# DESCRIPTION OF THE TASK
The stretch from the line with "# mark a point on every instance of the framed" through the line with "# mark a point on every instance of the person's" in the records below: write it out exactly, and nothing else.

# RECORDS
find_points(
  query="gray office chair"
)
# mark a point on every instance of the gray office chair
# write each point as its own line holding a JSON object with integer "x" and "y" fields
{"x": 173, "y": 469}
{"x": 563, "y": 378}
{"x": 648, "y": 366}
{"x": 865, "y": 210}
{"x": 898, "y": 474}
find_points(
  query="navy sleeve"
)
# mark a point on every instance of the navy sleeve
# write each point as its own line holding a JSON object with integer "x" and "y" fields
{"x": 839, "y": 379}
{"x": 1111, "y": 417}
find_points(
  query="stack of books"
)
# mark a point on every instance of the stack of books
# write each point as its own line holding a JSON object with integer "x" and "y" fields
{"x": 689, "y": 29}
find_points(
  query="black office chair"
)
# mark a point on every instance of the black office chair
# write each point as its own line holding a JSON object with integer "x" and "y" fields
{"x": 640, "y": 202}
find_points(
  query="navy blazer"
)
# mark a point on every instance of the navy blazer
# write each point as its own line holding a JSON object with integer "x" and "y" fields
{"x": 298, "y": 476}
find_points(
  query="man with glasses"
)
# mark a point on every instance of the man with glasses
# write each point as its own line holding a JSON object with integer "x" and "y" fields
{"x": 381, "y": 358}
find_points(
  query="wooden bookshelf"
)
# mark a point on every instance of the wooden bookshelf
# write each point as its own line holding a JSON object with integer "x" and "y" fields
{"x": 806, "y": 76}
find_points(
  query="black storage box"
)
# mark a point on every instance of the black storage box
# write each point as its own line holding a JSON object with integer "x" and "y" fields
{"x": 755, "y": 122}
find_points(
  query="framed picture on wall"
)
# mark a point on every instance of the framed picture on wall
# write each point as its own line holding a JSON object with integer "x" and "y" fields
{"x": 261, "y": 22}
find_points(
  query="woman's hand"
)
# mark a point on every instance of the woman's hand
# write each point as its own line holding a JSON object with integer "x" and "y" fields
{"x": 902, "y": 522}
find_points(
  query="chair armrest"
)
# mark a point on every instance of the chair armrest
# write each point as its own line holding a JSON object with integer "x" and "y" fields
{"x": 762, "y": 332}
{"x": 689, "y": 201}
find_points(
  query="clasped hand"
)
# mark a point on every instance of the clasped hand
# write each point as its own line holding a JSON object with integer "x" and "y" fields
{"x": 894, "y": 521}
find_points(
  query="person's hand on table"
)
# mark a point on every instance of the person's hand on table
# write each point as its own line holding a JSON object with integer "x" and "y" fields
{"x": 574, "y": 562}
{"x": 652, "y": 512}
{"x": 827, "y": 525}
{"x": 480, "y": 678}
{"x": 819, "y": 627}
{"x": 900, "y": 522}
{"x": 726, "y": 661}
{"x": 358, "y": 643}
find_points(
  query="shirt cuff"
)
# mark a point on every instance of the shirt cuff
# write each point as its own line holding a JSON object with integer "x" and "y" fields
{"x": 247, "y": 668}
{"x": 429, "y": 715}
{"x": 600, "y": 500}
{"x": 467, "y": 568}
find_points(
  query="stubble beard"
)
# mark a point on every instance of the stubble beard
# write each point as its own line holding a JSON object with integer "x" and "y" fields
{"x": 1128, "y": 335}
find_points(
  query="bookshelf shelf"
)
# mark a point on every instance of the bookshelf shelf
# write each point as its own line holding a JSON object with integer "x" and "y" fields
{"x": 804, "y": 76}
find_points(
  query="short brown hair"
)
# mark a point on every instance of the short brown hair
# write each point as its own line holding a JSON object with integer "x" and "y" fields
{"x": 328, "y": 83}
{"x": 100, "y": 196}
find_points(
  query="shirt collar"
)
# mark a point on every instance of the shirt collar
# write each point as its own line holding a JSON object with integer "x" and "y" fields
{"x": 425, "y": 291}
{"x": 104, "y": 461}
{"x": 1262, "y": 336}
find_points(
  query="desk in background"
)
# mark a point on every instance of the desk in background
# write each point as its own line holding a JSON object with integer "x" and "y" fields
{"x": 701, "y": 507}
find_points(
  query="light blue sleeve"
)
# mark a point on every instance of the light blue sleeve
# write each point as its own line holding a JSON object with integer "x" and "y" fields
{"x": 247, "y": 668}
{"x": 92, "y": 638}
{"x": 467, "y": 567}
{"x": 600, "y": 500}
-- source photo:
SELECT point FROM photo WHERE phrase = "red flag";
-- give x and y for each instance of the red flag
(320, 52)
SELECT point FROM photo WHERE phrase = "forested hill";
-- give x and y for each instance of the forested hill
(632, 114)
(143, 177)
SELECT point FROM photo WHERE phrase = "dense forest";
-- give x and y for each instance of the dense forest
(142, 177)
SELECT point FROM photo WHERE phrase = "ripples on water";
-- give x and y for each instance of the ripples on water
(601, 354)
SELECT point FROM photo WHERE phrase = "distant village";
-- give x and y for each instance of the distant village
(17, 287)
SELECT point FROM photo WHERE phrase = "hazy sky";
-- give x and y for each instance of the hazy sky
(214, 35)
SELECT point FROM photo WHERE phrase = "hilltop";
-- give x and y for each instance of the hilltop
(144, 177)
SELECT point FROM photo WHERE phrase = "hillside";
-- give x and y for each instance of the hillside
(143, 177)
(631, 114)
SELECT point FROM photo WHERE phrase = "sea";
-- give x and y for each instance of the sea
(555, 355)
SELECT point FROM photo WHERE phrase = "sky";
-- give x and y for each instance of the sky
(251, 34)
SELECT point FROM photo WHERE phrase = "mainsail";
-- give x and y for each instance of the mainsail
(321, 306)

# RESULT OF THE TASK
# mark a point on every instance of the framed picture on wall
# write each point as its own line holding a JSON object with integer "x" and "y" fields
{"x": 261, "y": 22}
find_points(
  query="woman's hand"
)
# mark a point on every instance of the woman's hand
# write each point as its own line holding a JSON object with integer "x" and "y" fields
{"x": 902, "y": 522}
find_points(
  query="chair armrest"
)
# mark a point on every instance of the chair armrest
# write each point as its own line holding a JSON object with integer "x" and "y" fields
{"x": 762, "y": 332}
{"x": 689, "y": 201}
find_points(
  query="clasped hand"
)
# mark a point on every instance of the clasped hand
# write each point as its own line holding a JSON object with integer "x" and "y" fields
{"x": 894, "y": 521}
find_points(
  query="person's hand on table"
)
# mark a point on every instance of the person's hand on table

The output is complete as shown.